By Matthew E. Milliken
MEMwrites.wordpress.com
Dec. 22, 2014

Ang Lee’s 2012 feature film, Life of Pi, is a brilliantly realized adaptation of Yann Martel’s 2002 book, which features a bizarre premise. For the bulk of the picture, the eponymous Pi — rhymes with pie the dessert; is actually pi the mathematical constant — is stranded on a life raft in the middle of the Pacific Ocean with a Bengal tiger.

It’s to the credit of Lee, screenwriter David Magee and the entire crew that this fantastic scenario plays out convincingly. Plaudits are especially due Suraj Sharma, the first-time screen actor who portrays Pi throughout most of the movie and who, for perhaps two-thirds of the running time, is the only person on screen.

Pi’s companion bears the name Richard Parker thanks to a clerical error at the time of purchase in which the animal’s name was transposed with that of the hunter who captured him. He used to be on display at a zoo run by Pi Patel’s family in Pondicherry, India. When local authorities announce their desire to repossess the zoo’s land, the Patels decide to move to Canada; they arrange passage aboard a freighter so they can accompany their animals, most of which will be sold in North America.

Tiger and teenager come to be trapped together in a lifeboat after an immense storm sinks the freighter. This is shown in a spectacular and frightening sequence that, in terms of cinematic impact, may outdo even the meteorological monster shown in The Perfect Storm.

_Provided data_

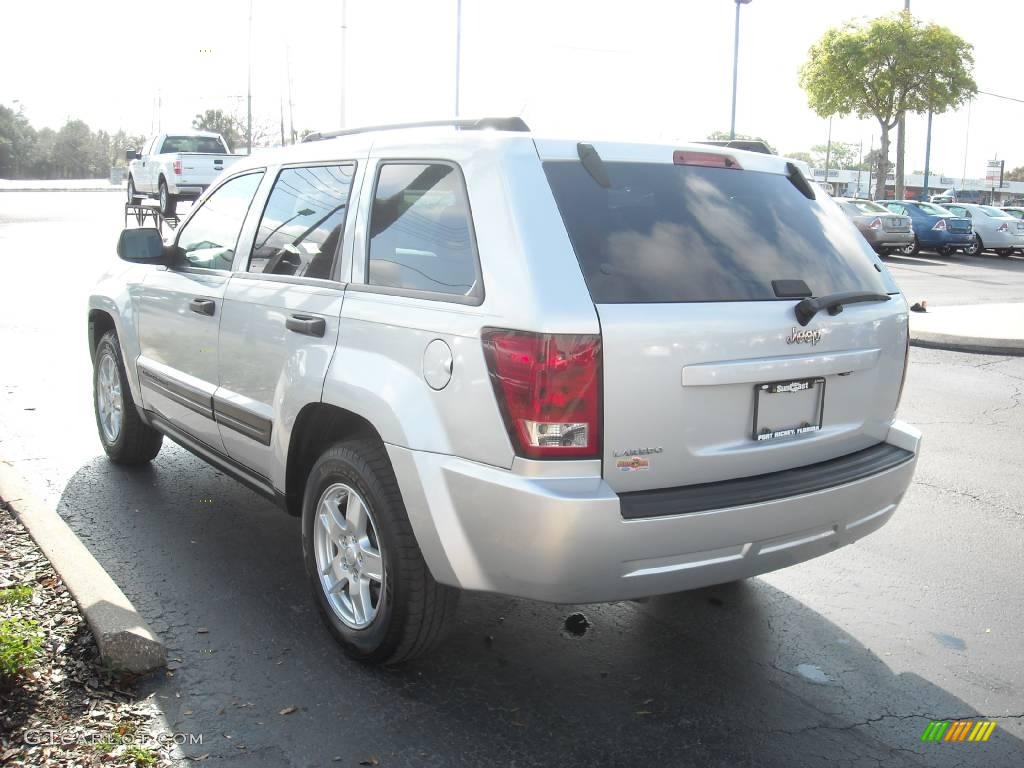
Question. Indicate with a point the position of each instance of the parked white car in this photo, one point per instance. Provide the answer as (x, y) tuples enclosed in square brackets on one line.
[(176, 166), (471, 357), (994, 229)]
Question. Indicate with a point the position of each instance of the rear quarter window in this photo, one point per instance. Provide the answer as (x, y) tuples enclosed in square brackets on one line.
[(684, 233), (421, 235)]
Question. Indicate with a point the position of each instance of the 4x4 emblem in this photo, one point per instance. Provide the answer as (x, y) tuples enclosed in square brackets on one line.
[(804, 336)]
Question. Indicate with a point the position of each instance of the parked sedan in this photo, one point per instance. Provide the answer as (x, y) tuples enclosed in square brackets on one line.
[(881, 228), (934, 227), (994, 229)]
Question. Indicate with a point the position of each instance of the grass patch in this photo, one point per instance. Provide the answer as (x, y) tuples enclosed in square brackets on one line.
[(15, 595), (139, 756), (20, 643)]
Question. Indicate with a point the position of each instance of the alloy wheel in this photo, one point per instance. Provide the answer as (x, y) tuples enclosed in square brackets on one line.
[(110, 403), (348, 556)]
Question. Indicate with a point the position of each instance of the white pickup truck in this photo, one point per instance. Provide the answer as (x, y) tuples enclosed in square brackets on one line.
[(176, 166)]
---
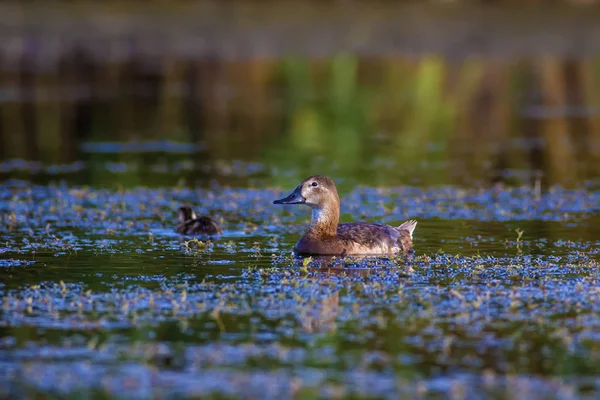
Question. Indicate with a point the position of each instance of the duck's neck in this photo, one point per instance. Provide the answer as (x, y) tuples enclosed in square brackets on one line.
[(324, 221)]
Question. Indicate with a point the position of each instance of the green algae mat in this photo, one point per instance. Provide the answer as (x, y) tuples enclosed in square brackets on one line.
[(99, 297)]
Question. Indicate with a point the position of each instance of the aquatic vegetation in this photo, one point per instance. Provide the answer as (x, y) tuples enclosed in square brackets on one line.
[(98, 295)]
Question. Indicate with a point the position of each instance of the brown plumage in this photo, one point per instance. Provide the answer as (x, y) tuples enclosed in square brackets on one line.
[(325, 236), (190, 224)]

_Task instructions_
**A.** Indicate whether each of the following statements agrees with the review of Life of Pi, answering yes or no and quoting the deciding words of the review: (i) Suraj Sharma had not acted on screen before this film. (ii) The Patels decide to move to the United States. (iii) A storm sinks the freighter carrying the family and their animals.
**B.** According to the review of Life of Pi, where was the zoo run by Pi Patel's family?
**C.** Reproduce the passage of the Life of Pi review from "It’s to the" up to and including "person on screen.", substituting "writer" for "screenwriter".

_Per-task outputs_
**A.**
(i) Yes: "the first-time screen actor who portrays Pi throughout most of the movie"
(ii) No: "the Patels decide to move to Canada"
(iii) Yes: "after an immense storm sinks the freighter"

**B.** Pondicherry, India.

**C.**
It’s to the credit of Lee, writer David Magee and the entire crew that this fantastic scenario plays out convincingly. Plaudits are especially due Suraj Sharma, the first-time screen actor who portrays Pi throughout most of the movie and who, for perhaps two-thirds of the running time, is the only person on screen.